§ **Problem statement**
Arrange the records below as a Markdown table with the columns Row and Line, starting with the first line of the records and continuing through the line containing "x=554, y=772", both included. Number each row and leave out blank lines.

>> START Dataset records

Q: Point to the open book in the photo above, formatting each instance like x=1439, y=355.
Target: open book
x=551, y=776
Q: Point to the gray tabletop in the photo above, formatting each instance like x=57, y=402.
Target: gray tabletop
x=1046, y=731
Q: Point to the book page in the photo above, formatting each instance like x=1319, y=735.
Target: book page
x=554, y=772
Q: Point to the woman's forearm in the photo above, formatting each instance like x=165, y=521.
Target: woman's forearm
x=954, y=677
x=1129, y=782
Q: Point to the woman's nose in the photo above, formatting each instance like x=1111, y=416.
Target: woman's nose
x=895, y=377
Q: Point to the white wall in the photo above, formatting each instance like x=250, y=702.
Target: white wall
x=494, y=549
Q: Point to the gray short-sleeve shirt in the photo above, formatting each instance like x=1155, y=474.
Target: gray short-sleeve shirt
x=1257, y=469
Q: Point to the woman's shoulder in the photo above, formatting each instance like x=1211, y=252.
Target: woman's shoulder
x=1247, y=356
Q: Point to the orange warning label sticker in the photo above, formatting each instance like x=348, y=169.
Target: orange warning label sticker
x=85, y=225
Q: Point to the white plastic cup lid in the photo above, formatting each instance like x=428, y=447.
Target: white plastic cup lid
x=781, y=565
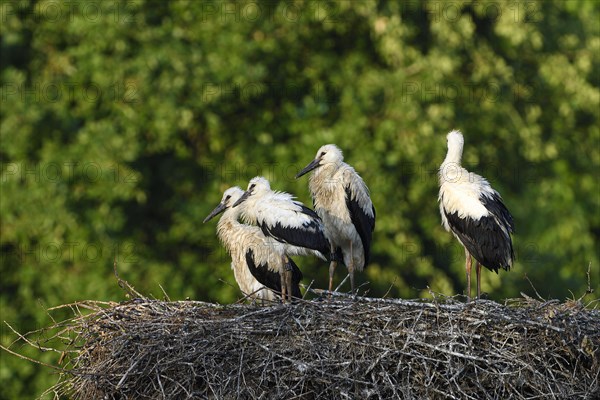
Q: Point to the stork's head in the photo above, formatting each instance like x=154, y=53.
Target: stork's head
x=257, y=185
x=230, y=196
x=455, y=140
x=329, y=154
x=455, y=143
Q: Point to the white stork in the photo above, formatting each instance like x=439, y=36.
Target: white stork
x=342, y=200
x=256, y=259
x=474, y=212
x=284, y=219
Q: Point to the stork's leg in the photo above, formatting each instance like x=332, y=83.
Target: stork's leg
x=478, y=272
x=288, y=278
x=332, y=266
x=468, y=268
x=351, y=269
x=283, y=282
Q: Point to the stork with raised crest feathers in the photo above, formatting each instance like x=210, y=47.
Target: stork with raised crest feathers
x=256, y=260
x=475, y=213
x=341, y=198
x=284, y=219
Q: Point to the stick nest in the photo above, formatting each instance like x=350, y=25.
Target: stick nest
x=340, y=348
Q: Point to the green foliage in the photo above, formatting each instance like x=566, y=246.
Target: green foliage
x=123, y=122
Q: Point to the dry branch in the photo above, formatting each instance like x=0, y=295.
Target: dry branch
x=340, y=348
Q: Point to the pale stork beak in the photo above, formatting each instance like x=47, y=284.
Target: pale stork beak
x=313, y=164
x=218, y=210
x=241, y=199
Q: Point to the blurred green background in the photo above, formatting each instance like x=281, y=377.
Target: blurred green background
x=124, y=121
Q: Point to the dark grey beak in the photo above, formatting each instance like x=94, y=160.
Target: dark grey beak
x=313, y=164
x=241, y=199
x=218, y=210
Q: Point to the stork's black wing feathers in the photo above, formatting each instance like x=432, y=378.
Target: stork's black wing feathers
x=307, y=211
x=364, y=224
x=310, y=235
x=484, y=239
x=271, y=279
x=262, y=274
x=496, y=207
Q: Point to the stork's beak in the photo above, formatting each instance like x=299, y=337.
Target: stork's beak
x=313, y=164
x=218, y=210
x=241, y=199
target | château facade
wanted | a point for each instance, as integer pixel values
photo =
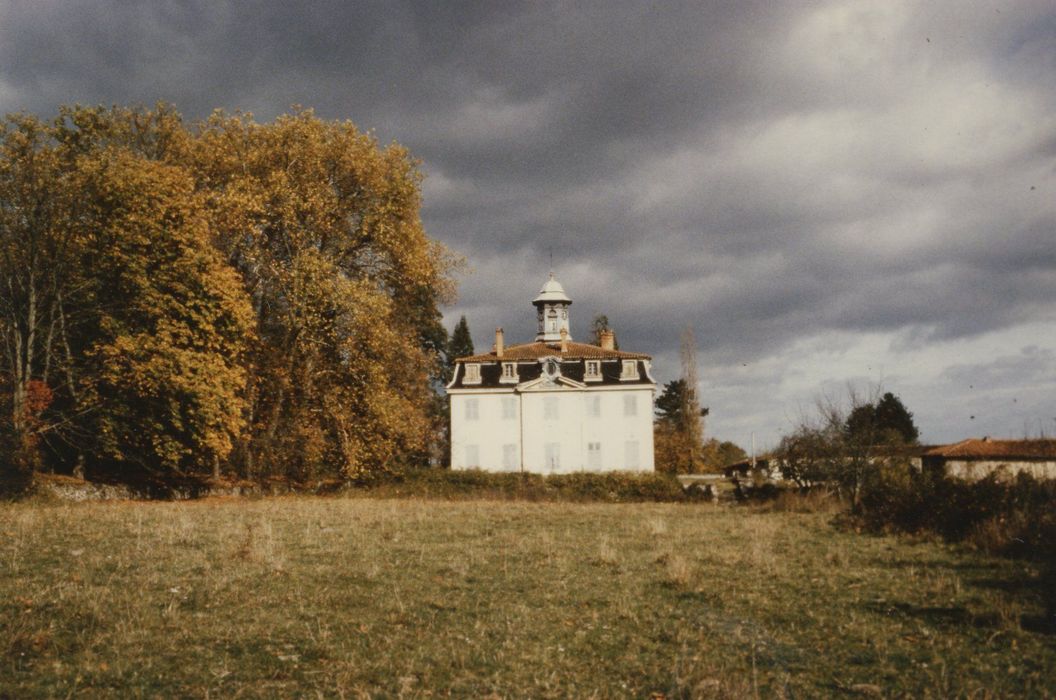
(552, 405)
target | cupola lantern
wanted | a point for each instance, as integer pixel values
(551, 309)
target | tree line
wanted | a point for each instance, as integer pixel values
(213, 298)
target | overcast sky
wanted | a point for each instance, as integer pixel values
(826, 192)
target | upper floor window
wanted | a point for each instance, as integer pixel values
(472, 374)
(509, 372)
(592, 372)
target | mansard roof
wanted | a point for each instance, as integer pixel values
(991, 449)
(540, 350)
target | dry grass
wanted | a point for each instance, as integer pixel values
(356, 598)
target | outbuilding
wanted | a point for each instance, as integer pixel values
(977, 457)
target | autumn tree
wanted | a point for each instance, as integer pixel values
(33, 261)
(462, 342)
(165, 323)
(600, 325)
(258, 298)
(323, 227)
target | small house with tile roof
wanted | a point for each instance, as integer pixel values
(978, 457)
(552, 405)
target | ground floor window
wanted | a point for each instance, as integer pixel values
(510, 457)
(594, 455)
(630, 454)
(553, 456)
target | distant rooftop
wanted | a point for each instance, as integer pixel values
(990, 449)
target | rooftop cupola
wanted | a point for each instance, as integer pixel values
(551, 309)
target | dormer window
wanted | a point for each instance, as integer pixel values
(592, 371)
(509, 373)
(472, 373)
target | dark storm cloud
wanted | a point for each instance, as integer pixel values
(844, 181)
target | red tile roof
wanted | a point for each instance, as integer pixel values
(988, 449)
(541, 350)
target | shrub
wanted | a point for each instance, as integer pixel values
(613, 487)
(996, 514)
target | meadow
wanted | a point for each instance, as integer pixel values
(352, 597)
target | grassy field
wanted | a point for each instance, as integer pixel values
(357, 598)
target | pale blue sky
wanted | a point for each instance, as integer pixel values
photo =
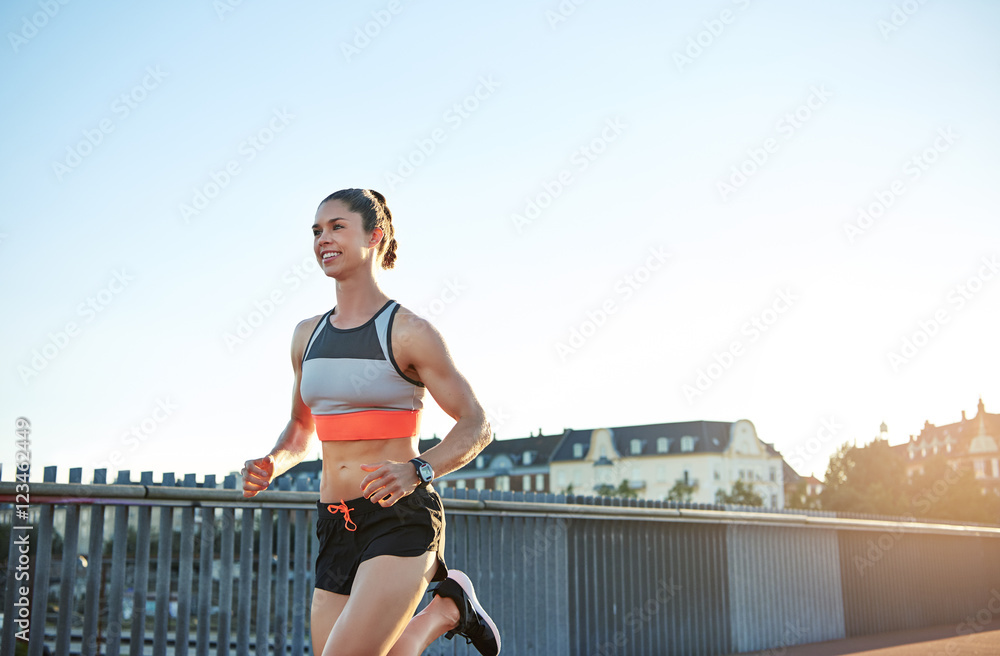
(278, 72)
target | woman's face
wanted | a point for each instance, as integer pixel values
(340, 241)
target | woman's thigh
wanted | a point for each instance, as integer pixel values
(326, 608)
(385, 594)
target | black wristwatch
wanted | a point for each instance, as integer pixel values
(424, 470)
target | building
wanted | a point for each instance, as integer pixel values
(708, 456)
(516, 465)
(967, 444)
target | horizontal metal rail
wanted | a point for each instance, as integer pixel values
(62, 493)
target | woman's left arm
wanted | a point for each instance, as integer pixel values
(419, 349)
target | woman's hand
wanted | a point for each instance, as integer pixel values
(257, 475)
(388, 482)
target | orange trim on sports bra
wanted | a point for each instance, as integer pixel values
(368, 425)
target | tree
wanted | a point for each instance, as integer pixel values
(799, 498)
(624, 490)
(681, 492)
(741, 495)
(869, 479)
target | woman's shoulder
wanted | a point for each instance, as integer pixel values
(408, 326)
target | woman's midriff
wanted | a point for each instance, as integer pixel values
(342, 460)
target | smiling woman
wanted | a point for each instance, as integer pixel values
(361, 371)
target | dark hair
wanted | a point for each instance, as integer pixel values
(374, 214)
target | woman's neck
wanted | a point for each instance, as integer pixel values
(358, 300)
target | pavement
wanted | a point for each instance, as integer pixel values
(949, 640)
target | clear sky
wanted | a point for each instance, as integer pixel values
(616, 213)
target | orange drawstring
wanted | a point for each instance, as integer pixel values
(348, 523)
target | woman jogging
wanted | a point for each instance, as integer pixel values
(360, 374)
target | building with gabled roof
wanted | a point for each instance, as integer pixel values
(968, 443)
(512, 465)
(707, 456)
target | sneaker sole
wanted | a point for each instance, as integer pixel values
(460, 578)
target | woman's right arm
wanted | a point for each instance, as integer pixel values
(293, 443)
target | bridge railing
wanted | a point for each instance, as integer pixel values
(182, 566)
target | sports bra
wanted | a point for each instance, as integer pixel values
(352, 384)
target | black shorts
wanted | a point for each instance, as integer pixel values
(412, 526)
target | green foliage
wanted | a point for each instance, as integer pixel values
(797, 498)
(952, 493)
(681, 492)
(742, 495)
(624, 490)
(869, 479)
(872, 479)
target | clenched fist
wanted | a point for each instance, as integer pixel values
(257, 475)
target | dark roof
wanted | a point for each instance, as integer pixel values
(541, 446)
(710, 437)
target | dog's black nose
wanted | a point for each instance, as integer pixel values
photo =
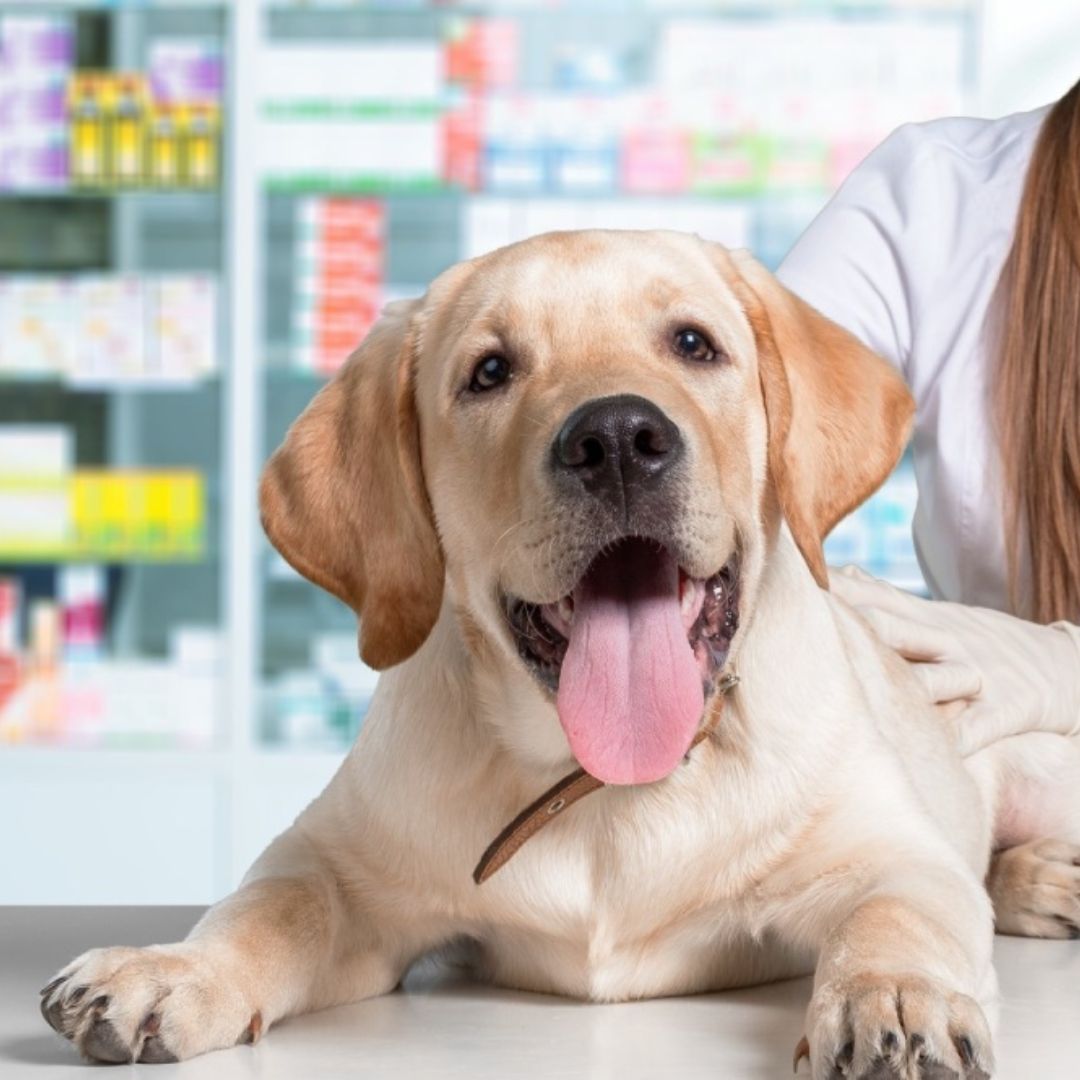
(615, 445)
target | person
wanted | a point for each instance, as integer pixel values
(954, 252)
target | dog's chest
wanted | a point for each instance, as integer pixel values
(607, 914)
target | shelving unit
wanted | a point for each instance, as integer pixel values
(267, 656)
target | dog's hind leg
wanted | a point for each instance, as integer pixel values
(288, 941)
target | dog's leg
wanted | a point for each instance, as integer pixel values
(898, 980)
(1035, 874)
(286, 942)
(1036, 889)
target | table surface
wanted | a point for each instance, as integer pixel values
(441, 1026)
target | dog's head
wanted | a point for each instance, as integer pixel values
(590, 439)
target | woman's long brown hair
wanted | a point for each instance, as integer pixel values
(1038, 379)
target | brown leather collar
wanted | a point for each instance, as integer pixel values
(561, 797)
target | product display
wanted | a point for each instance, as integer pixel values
(733, 107)
(58, 685)
(122, 134)
(67, 514)
(323, 704)
(109, 329)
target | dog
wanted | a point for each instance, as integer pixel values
(572, 495)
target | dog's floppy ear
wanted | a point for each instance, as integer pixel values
(343, 497)
(838, 415)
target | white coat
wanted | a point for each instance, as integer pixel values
(907, 256)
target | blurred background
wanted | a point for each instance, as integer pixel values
(202, 208)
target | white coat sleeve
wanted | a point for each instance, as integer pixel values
(872, 253)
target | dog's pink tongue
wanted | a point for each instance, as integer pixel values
(630, 693)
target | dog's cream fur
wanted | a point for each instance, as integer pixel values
(827, 825)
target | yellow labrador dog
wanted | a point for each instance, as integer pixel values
(571, 493)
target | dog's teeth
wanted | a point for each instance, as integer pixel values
(688, 595)
(566, 610)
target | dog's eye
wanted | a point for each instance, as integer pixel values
(489, 373)
(693, 345)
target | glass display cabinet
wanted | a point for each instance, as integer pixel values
(203, 206)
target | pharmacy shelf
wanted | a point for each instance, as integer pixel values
(24, 759)
(61, 7)
(181, 198)
(199, 817)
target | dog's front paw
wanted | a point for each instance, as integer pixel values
(161, 1003)
(879, 1027)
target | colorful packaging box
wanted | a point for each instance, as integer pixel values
(36, 62)
(338, 291)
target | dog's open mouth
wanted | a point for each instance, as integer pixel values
(632, 653)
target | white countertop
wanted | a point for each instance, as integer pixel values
(443, 1027)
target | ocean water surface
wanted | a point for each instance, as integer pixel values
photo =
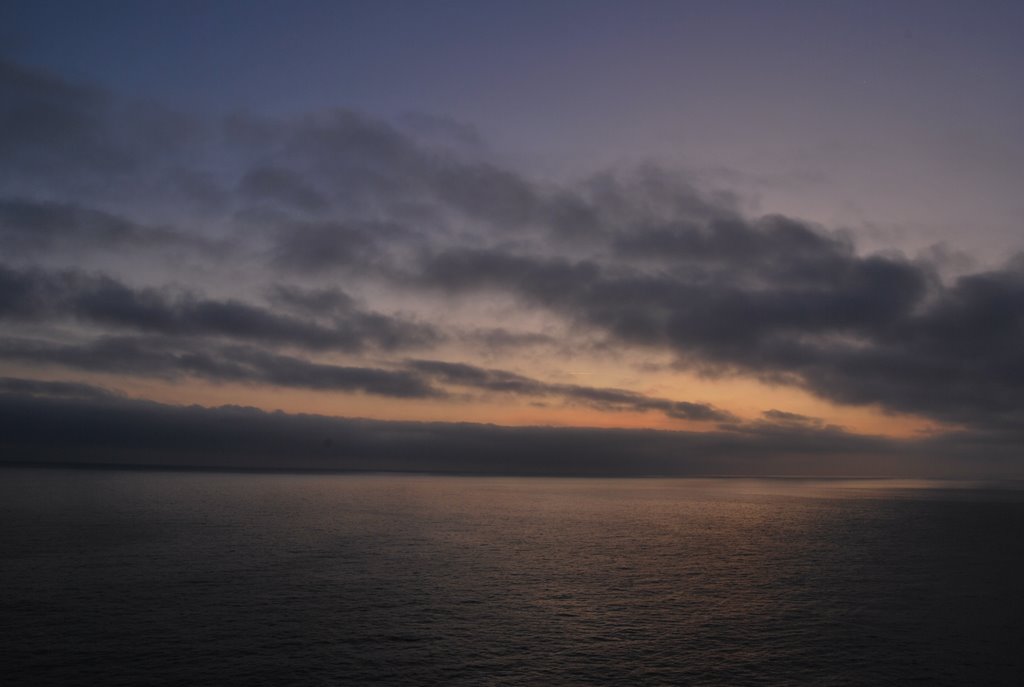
(147, 577)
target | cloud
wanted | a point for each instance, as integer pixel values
(163, 358)
(339, 202)
(42, 227)
(607, 399)
(860, 330)
(101, 300)
(44, 429)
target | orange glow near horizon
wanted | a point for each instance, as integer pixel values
(744, 397)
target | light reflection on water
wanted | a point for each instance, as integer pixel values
(205, 578)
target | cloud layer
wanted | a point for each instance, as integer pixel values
(338, 252)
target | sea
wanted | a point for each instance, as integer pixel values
(176, 577)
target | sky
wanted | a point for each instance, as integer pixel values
(530, 238)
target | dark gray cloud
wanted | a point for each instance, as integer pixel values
(809, 311)
(42, 227)
(642, 259)
(35, 295)
(55, 389)
(160, 357)
(612, 400)
(40, 428)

>> END Dataset records

§ **Full response**
| Row | Line |
|---|---|
| 1 | Q: Point to the open book in the photo above, formatting each instance like x=1439, y=355. |
| 2 | Target: open book |
| 3 | x=551, y=776 |
| 4 | Q: Point to the gray tabletop in the photo above, formatting each instance like x=57, y=402. |
| 5 | Target: gray tabletop |
| 6 | x=1046, y=731 |
| 7 | Q: Point to the book page in the photo above, formatting each instance like x=1319, y=735. |
| 8 | Target: book page |
| 9 | x=554, y=772 |